**WHAT YOU ARE ASKED TO DO:**
Could you write out the lines from the first one up to and including the line with "455 134 L 384", switching "flock of birds" to "school of fish" and keeping everything else the same?

**ROWS:**

= = =

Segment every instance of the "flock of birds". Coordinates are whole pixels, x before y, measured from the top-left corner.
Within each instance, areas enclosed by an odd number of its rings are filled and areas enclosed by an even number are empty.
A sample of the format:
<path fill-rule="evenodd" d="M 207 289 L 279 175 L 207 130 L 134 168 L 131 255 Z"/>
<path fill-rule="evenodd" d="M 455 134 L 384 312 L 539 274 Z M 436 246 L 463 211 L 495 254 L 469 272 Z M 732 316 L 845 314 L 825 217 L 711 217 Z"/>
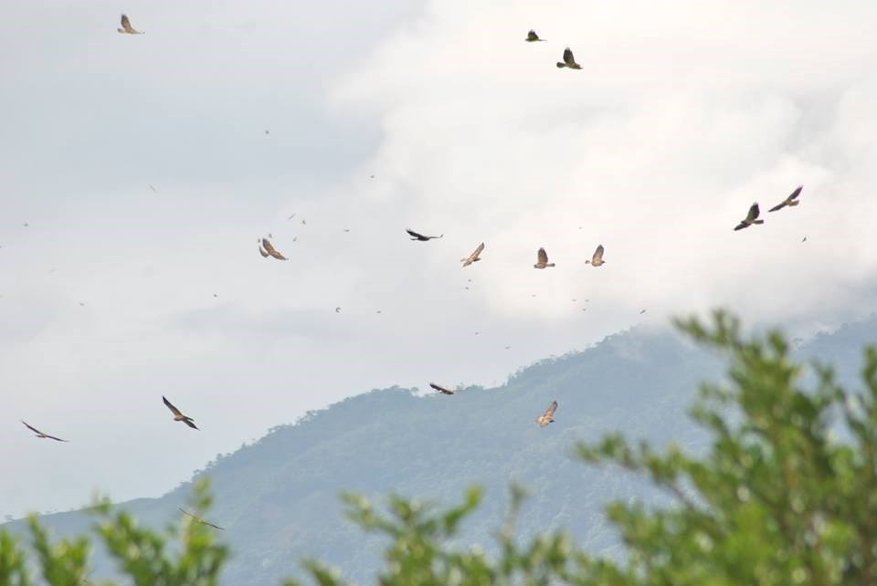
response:
<path fill-rule="evenodd" d="M 135 29 L 133 26 L 132 26 L 132 25 L 131 25 L 131 20 L 128 18 L 128 16 L 127 16 L 126 15 L 122 15 L 122 27 L 121 27 L 121 28 L 118 28 L 117 30 L 119 31 L 119 33 L 126 34 L 126 35 L 143 35 L 143 34 L 145 34 L 143 31 L 139 31 L 139 30 Z M 546 39 L 540 38 L 539 36 L 536 34 L 536 32 L 535 32 L 534 30 L 530 30 L 530 31 L 527 33 L 527 37 L 526 37 L 526 38 L 525 38 L 524 40 L 526 40 L 528 43 L 534 43 L 534 42 L 544 42 Z M 575 56 L 573 55 L 573 51 L 572 51 L 568 47 L 564 50 L 563 59 L 564 59 L 563 61 L 558 61 L 558 62 L 557 62 L 557 68 L 569 68 L 569 69 L 581 69 L 581 68 L 582 68 L 582 67 L 581 67 L 578 63 L 576 62 L 576 58 L 575 58 Z M 265 131 L 265 133 L 268 134 L 269 131 Z M 372 175 L 371 178 L 374 179 L 375 176 Z M 150 187 L 150 189 L 152 189 L 153 191 L 155 191 L 155 188 L 153 187 L 152 185 L 150 185 L 149 187 Z M 768 210 L 768 211 L 769 211 L 769 212 L 777 212 L 777 211 L 783 209 L 784 207 L 792 207 L 792 206 L 798 205 L 798 204 L 800 204 L 800 201 L 798 200 L 798 196 L 801 194 L 801 191 L 803 190 L 803 188 L 804 188 L 803 185 L 798 185 L 798 186 L 791 193 L 791 194 L 788 195 L 788 197 L 787 197 L 786 199 L 784 199 L 782 202 L 780 202 L 779 204 L 777 204 L 775 205 L 774 207 L 770 208 L 770 210 Z M 291 217 L 293 217 L 294 215 L 295 215 L 293 214 L 291 216 L 290 216 L 290 219 L 291 219 Z M 749 207 L 749 211 L 748 211 L 748 213 L 746 214 L 746 217 L 745 217 L 743 220 L 741 220 L 740 223 L 734 228 L 734 231 L 743 230 L 744 228 L 748 228 L 749 226 L 754 225 L 761 225 L 761 224 L 764 224 L 765 221 L 764 221 L 763 219 L 760 219 L 760 218 L 759 218 L 759 215 L 760 215 L 760 210 L 759 210 L 759 208 L 758 208 L 758 204 L 757 204 L 757 203 L 754 203 L 754 204 Z M 302 220 L 301 223 L 304 224 L 304 223 L 305 223 L 304 220 Z M 25 225 L 27 225 L 26 224 Z M 346 230 L 345 230 L 345 231 L 346 231 Z M 420 233 L 418 233 L 418 232 L 415 232 L 414 230 L 410 230 L 410 229 L 406 229 L 406 232 L 407 232 L 407 235 L 410 236 L 411 240 L 413 240 L 413 241 L 417 241 L 417 242 L 428 242 L 429 240 L 434 240 L 434 239 L 437 239 L 437 238 L 441 238 L 441 237 L 443 237 L 443 236 L 445 235 L 444 234 L 441 234 L 441 235 L 438 235 L 438 236 L 425 235 L 423 235 L 423 234 L 420 234 Z M 270 236 L 270 235 L 269 235 L 269 236 Z M 807 240 L 807 236 L 804 237 L 804 240 L 803 240 L 803 241 L 806 241 L 806 240 Z M 472 253 L 471 253 L 470 255 L 469 255 L 468 256 L 460 259 L 460 262 L 462 263 L 462 267 L 469 267 L 470 265 L 472 265 L 472 264 L 474 264 L 474 263 L 476 263 L 476 262 L 481 261 L 481 253 L 482 253 L 483 251 L 484 251 L 484 243 L 482 242 L 482 243 L 481 243 L 480 245 L 478 245 L 478 246 L 475 248 L 474 251 L 472 251 Z M 269 238 L 263 237 L 263 238 L 260 239 L 260 241 L 259 241 L 259 254 L 261 255 L 261 256 L 262 256 L 263 258 L 267 258 L 267 257 L 270 256 L 270 257 L 275 258 L 275 259 L 277 259 L 277 260 L 287 260 L 287 257 L 286 257 L 283 254 L 281 254 L 279 250 L 277 250 L 277 248 L 274 247 L 274 246 L 271 244 L 271 242 L 270 242 L 270 240 L 269 240 Z M 586 264 L 589 264 L 589 265 L 591 265 L 592 267 L 601 267 L 601 266 L 603 266 L 603 265 L 605 264 L 605 262 L 606 262 L 606 261 L 603 259 L 603 253 L 604 253 L 603 245 L 598 245 L 598 246 L 597 246 L 597 249 L 594 251 L 594 254 L 592 255 L 591 258 L 588 259 L 588 260 L 586 260 L 585 263 L 586 263 Z M 544 248 L 540 247 L 539 250 L 536 252 L 536 262 L 535 262 L 535 264 L 534 264 L 533 267 L 534 267 L 534 268 L 537 268 L 537 269 L 544 269 L 544 268 L 554 267 L 555 267 L 555 263 L 550 263 L 550 262 L 548 262 L 548 253 L 545 251 Z M 215 297 L 216 297 L 216 295 L 215 295 Z M 340 312 L 340 311 L 341 311 L 341 308 L 335 308 L 335 312 L 336 312 L 336 313 L 338 313 L 338 312 Z M 380 313 L 380 311 L 378 311 L 378 313 Z M 639 313 L 640 313 L 640 314 L 641 314 L 641 313 L 645 313 L 645 309 L 642 309 Z M 476 332 L 476 333 L 478 333 L 478 332 Z M 509 348 L 509 347 L 506 347 L 506 349 L 508 349 L 508 348 Z M 439 384 L 437 384 L 437 383 L 435 383 L 435 382 L 430 382 L 430 383 L 429 383 L 429 386 L 430 386 L 433 390 L 435 390 L 436 392 L 440 392 L 440 393 L 445 394 L 445 395 L 453 395 L 453 394 L 455 393 L 455 391 L 453 391 L 453 390 L 451 390 L 451 389 L 449 389 L 449 388 L 447 388 L 447 387 L 441 386 L 441 385 L 439 385 Z M 188 425 L 188 426 L 189 426 L 190 428 L 192 428 L 192 429 L 198 430 L 198 427 L 195 424 L 195 419 L 193 419 L 192 417 L 190 417 L 190 416 L 188 416 L 188 415 L 184 414 L 179 409 L 177 409 L 177 408 L 176 408 L 170 401 L 168 401 L 167 398 L 164 397 L 164 395 L 162 396 L 162 401 L 164 402 L 164 405 L 165 405 L 165 406 L 171 411 L 171 413 L 174 414 L 174 421 L 181 422 L 181 423 L 183 423 L 183 424 L 185 424 L 186 425 Z M 536 417 L 536 419 L 535 419 L 536 424 L 538 424 L 539 427 L 546 427 L 548 424 L 554 423 L 554 422 L 555 422 L 554 415 L 555 415 L 555 412 L 556 410 L 557 410 L 557 402 L 556 402 L 556 401 L 553 401 L 553 402 L 551 403 L 551 404 L 548 406 L 548 408 L 544 411 L 544 413 L 543 414 L 541 414 L 540 416 Z M 38 438 L 42 438 L 42 439 L 51 439 L 51 440 L 55 440 L 55 441 L 58 441 L 58 442 L 68 442 L 68 441 L 69 441 L 69 440 L 65 440 L 65 439 L 61 439 L 61 438 L 59 438 L 59 437 L 57 437 L 57 436 L 55 436 L 55 435 L 50 435 L 50 434 L 48 434 L 43 433 L 42 431 L 37 429 L 36 427 L 33 427 L 32 425 L 30 425 L 29 424 L 27 424 L 26 422 L 25 422 L 25 421 L 23 421 L 23 420 L 22 420 L 22 424 L 24 424 L 25 426 L 26 426 L 27 429 L 29 429 L 30 431 L 32 431 L 32 432 L 36 434 L 36 436 L 38 437 Z M 214 524 L 212 524 L 212 523 L 209 523 L 209 522 L 207 522 L 207 521 L 205 521 L 204 519 L 202 519 L 202 518 L 200 518 L 193 515 L 192 513 L 189 513 L 188 511 L 185 511 L 185 510 L 184 510 L 184 509 L 182 509 L 182 508 L 181 508 L 180 510 L 181 510 L 184 514 L 185 514 L 186 516 L 192 518 L 195 522 L 202 523 L 202 524 L 205 524 L 205 525 L 208 525 L 208 526 L 213 527 L 213 528 L 217 528 L 217 529 L 222 529 L 222 528 L 221 528 L 221 527 L 218 527 L 218 526 L 217 526 L 217 525 L 214 525 Z"/>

= = =

**RESPONSE TO THIS EXERCISE:**
Segment every instance of the "school of fish". Coordinates are whole pixels, x before y, measured from the top-left corner.
Within each instance, areas enclosed by an odd number of its rings are filled and areas enclosed by an even number are empty.
A sample of the format:
<path fill-rule="evenodd" d="M 207 289 L 279 175 L 207 130 L 134 168 L 131 255 Z"/>
<path fill-rule="evenodd" d="M 455 134 L 384 312 L 539 274 Z M 436 246 L 463 211 L 495 254 L 469 272 Z M 732 316 L 845 314 L 825 217 L 711 217 Z"/>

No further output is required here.